FUSE
HDFS contains a native FUSE driver/application, enabling you to mout an existing HDFS filesystem into a Linux environment.
Stackable images of Apache Hadoop contain the necessary binaries and libraries to use the HDFS FUSE driver. To use the FUSE driver you can either copy the required files out of the image and run it on a host outside of Kubernetes or you can run it in a Pod. This Pod, however, needs some extra capabilities.
This is an example Pod that works as long as the host system that is running the kubelet does support FUSE:
apiVersion: v1
kind: Pod
metadata:
name: hdfs-fuse
spec:
containers:
- name: hdfs-fuse
env:
- name: HADOOP_CONF_DIR
value: /stackable/conf/hdfs
image: docker.stackable.tech/stackable/hadoop:<version> (1)
imagePullPolicy: Always
securityContext:
privileged: true
command:
- tail
- -f
- /dev/null
volumeMounts:
- mountPath: /stackable/conf/hdfs
name: hdfs-config
volumes:
- name: hdfs-config
configMap:
name: <your hdfs here> (2)

Records shown:
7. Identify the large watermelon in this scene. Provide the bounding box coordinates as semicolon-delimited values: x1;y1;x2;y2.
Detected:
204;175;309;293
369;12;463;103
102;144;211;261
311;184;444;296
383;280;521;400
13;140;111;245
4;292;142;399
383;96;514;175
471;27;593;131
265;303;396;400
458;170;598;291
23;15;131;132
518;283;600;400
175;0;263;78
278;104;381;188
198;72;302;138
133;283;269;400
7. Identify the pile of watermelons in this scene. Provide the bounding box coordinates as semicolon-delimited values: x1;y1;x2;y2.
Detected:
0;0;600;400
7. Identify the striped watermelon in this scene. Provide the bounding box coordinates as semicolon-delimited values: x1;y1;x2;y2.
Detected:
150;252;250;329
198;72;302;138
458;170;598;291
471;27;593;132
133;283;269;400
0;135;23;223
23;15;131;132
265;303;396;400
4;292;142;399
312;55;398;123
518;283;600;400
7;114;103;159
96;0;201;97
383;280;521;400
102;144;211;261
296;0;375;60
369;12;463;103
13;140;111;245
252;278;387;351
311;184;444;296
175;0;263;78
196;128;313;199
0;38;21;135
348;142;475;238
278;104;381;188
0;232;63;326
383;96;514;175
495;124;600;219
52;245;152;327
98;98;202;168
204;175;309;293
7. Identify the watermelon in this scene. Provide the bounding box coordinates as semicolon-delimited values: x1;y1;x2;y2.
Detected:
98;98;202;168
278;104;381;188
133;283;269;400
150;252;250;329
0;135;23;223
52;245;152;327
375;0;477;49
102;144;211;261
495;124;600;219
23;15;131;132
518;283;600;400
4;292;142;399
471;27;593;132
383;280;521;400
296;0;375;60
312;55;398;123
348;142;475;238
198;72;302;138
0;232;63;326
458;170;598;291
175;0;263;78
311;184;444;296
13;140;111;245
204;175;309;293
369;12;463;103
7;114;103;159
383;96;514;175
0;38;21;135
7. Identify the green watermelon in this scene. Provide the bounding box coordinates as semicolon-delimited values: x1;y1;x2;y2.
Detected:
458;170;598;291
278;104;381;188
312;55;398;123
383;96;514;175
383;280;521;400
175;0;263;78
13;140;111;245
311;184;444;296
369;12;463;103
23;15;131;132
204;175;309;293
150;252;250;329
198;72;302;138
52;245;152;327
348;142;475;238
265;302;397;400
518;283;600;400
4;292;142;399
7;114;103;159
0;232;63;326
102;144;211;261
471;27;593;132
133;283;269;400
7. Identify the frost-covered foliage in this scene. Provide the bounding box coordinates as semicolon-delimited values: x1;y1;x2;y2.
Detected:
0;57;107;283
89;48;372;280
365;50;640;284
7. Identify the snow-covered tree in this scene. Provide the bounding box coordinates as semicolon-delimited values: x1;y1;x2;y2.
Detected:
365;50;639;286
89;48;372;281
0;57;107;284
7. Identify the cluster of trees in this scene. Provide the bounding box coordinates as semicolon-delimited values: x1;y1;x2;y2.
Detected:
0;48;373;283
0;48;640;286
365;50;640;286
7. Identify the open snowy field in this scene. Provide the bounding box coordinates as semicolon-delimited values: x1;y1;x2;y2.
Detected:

Instructions to follow: Could you reproduce the HDFS FUSE text above word for word, from its heading down to its last line?

Written reply:
FUSE
HDFS contains a native FUSE driver/application, enabling you to mout an existing HDFS filesystem into a Linux environment.
Stackable images of Apache Hadoop contain the necessary binaries and libraries to use the HDFS FUSE driver. To use the FUSE driver you can either copy the required files out of the image and run it on a host outside of Kubernetes or you can run it in a Pod. This Pod, however, needs some extra capabilities.
This is an example Pod that works as long as the host system that is running the kubelet does support FUSE:
apiVersion: v1
kind: Pod
metadata:
name: hdfs-fuse
spec:
containers:
- name: hdfs-fuse
env:
- name: HADOOP_CONF_DIR
value: /stackable/conf/hdfs
image: docker.stackable.tech/stackable/hadoop:<version> (1)
imagePullPolicy: Always
securityContext:
privileged: true
command:
- tail
- -f
- /dev/null
volumeMounts:
- mountPath: /stackable/conf/hdfs
name: hdfs-config
volumes:
- name: hdfs-config
configMap:
name: <your hdfs here> (2)